**Given instruction:** Print the data below line for line without changing a word, and leave out the pictures.

┄┄┄┄┄┄┄┄┄┄┄┄┄┄┄┄┄┄┄┄

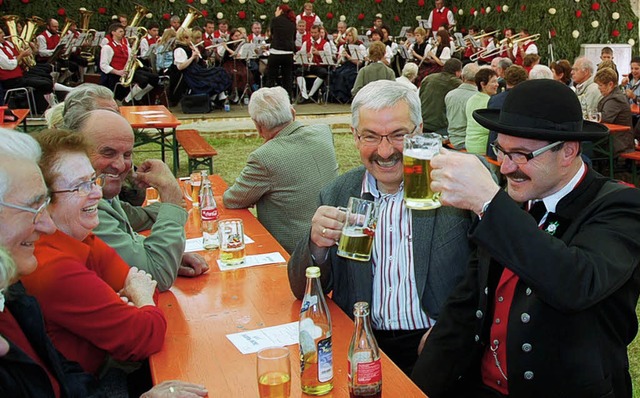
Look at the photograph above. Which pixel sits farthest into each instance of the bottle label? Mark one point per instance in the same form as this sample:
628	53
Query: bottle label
325	360
209	214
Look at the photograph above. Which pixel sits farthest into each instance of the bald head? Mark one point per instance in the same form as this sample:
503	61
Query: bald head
111	140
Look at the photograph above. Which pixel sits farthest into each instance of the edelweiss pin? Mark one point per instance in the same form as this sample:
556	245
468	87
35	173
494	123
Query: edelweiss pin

┄┄┄┄┄┄┄┄┄┄┄┄┄┄┄┄┄┄┄┄

**Correct result:**
Look at the photograph above. Which pixel sits farthest into each instance of the bottle label? Mark one point per instance in the same form as this sample:
628	53
Query: bottle label
325	360
209	214
Look at the photograph above. Which pixel sits farthest into each instance of the bald head? Mark one point per instance in the same form as this sample:
503	61
Query: bald head
111	140
Look at the photograph above. Which pixel sits farthest into each instance of the edelweiss pin? Mark one point per instance in the same form as this sample:
556	245
468	87
35	173
494	123
Query: edelweiss pin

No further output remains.